*** Opening of GIVEN TEXT ***

Print version ISSN 0873-6561

Abstract

ROSALES, Juan Endara. Legal capacity deprivation: (un)deserved protection?. Etnográfica [online]. 2020, vol.24, n.1, pp.165-186. ISSN 0873-6561.  https://doi.org/10.4000/etnografica.8341.

Legal capacity deprivation is a legal proceeding widely applied to protect people with cognitive disabilities. It is justified with a legal criterion that considers disability as a persistent disease or deficiency that prevents the person from governing herself. When exploring the lived dimension of the legal capacity deprivation proceedings, it is possible to notice the existence of feelings of injustice, expressed through a language of deservingness. Some aspects are perceived as grievances, both by the people whom these measures are applied to and by those who promote them. Judgers have little to no knowledge of the people these legal measures concern, the measures they impose are loaded with prejudices about disability and there is a denial of fundamental rights. The analysis of the discourses constructed around the experience of legal capacity deprivation proceedings reveals the usefulness of the notion of deservingness to capture the overlapping of legal and moral aspects in the feelings of injustice.

Keywords : legal capacity deprivation; feelings of injustice; deservingness; legal anthropology; critical disability studies.

*** Close of GIVEN TEXT ***
*** Opening of PROVIDED RECORDS ***

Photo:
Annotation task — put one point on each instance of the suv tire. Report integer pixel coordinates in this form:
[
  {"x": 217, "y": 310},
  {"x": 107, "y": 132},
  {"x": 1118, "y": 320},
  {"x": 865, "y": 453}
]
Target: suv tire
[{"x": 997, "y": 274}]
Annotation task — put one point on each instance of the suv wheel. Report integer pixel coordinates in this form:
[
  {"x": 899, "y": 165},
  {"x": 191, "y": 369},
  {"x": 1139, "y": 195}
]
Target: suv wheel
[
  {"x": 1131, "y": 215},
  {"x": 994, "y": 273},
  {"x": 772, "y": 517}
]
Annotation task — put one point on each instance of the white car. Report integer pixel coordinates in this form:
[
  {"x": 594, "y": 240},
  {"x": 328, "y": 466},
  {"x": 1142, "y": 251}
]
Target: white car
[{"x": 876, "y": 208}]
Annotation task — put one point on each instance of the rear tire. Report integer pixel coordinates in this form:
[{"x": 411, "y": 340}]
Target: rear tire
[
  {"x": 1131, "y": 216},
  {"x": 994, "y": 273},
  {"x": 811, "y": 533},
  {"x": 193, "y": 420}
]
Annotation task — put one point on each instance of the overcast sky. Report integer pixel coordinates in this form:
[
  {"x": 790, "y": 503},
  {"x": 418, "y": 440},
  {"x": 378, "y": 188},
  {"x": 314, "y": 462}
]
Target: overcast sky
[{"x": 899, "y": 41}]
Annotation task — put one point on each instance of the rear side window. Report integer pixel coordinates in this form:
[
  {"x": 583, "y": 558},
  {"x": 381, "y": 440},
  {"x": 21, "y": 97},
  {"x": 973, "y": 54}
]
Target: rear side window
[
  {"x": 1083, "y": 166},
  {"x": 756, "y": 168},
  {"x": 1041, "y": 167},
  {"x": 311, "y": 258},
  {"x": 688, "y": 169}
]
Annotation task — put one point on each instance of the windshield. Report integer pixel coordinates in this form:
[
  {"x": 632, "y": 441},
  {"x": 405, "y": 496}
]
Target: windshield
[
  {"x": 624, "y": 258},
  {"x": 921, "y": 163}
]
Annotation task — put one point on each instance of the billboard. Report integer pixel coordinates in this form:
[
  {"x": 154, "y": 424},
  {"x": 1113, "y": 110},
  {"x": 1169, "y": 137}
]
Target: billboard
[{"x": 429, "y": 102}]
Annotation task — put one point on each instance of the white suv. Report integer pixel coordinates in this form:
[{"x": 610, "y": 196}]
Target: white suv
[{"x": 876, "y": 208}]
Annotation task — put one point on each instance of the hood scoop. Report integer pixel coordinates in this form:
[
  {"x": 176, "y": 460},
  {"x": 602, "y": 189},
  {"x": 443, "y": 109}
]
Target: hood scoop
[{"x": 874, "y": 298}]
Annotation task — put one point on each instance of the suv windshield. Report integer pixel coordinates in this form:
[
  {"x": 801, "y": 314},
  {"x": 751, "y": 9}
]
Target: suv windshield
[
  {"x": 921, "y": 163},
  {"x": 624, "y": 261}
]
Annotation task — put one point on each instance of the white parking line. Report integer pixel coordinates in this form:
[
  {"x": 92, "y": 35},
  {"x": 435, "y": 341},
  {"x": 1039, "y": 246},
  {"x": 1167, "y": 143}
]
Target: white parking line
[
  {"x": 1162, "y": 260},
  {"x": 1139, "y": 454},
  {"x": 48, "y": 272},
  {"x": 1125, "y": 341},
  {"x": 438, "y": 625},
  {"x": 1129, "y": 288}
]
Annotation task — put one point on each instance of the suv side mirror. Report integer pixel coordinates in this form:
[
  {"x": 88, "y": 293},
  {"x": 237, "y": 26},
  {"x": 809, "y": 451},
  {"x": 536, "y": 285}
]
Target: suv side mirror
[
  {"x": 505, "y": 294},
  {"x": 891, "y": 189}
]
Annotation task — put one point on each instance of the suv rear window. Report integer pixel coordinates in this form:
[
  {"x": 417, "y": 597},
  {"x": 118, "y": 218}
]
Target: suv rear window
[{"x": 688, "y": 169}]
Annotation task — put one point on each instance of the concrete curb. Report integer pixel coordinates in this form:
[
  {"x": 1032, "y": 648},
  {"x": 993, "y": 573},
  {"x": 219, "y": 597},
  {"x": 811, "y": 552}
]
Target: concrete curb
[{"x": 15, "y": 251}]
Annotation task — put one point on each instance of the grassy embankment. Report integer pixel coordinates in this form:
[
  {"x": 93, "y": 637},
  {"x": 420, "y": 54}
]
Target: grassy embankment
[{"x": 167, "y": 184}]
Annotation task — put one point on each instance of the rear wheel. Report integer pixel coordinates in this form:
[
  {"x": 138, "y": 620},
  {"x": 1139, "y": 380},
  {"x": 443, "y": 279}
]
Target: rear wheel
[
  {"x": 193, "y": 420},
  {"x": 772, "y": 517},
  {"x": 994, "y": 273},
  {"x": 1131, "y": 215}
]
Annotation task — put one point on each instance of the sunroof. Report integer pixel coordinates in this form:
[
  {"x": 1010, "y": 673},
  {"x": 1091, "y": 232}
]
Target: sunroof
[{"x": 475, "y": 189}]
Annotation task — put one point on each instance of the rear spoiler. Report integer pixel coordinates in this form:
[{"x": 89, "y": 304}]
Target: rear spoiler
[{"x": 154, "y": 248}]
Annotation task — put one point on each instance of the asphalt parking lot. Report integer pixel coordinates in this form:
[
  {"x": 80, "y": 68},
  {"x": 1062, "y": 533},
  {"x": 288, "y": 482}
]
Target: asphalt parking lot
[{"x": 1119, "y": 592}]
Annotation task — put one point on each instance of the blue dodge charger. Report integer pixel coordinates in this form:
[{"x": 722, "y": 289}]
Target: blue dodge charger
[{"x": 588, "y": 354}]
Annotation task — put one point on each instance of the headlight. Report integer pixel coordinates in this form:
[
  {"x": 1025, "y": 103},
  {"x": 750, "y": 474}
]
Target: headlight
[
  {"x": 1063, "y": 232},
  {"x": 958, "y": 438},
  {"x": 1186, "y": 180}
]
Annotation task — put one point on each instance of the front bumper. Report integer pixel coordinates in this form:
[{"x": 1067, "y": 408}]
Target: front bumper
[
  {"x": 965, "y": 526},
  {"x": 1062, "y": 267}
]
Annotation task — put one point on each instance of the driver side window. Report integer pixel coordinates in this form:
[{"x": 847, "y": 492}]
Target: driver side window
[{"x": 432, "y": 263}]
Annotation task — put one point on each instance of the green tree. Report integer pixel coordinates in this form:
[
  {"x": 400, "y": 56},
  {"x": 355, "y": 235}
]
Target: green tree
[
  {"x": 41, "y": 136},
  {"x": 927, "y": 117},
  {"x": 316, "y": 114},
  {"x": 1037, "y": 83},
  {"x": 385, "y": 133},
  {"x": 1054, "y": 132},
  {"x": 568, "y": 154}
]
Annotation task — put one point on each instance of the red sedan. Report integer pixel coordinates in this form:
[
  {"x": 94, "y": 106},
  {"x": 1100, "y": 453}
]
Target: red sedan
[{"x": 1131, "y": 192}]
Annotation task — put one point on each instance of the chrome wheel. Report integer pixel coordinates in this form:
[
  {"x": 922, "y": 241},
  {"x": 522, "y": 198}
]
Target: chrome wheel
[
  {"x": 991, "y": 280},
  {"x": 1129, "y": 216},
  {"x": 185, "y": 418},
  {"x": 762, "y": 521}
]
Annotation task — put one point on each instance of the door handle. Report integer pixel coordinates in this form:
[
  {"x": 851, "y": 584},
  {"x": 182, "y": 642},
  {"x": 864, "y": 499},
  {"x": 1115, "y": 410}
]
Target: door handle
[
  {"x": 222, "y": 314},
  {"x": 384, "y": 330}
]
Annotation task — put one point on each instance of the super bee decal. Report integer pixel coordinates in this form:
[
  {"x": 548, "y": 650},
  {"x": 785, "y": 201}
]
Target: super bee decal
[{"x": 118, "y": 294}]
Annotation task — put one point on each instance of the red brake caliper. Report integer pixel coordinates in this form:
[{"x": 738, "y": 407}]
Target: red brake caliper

*** Close of PROVIDED RECORDS ***

=== ACTIONS TO TAKE ===
- A) According to the abstract, on what criterion is legal capacity deprivation justified?
- B) Using the abstract, explain why the notion of deservingness is useful in the analysis.
- C) Transcribe the part of the abstract that begins at the words "ROSALES, Juan Endara." and stops after "ISSN 0873-6561.  https://doi.org/10.4000/etnografica.8341.".

=== RESPONSES ===
- A) It is justified with a legal criterion that considers disability as a persistent disease or deficiency that prevents the person from governing herself.

- B) The feelings of injustice around legal capacity deprivation proceedings are expressed through a language of deservingness. The analysis of the discourses built around these proceedings shows that this notion captures the overlap of legal and moral aspects in those feelings.

- C)
ROSALES, Juan Endara. Legal capacity deprivation: (un)deserved protection?. Etnográfica [online]. 2020, vol.24, n.1, pp.165-186. ISSN 0873-6561.  https://doi.org/10.4000/etnografica.8341.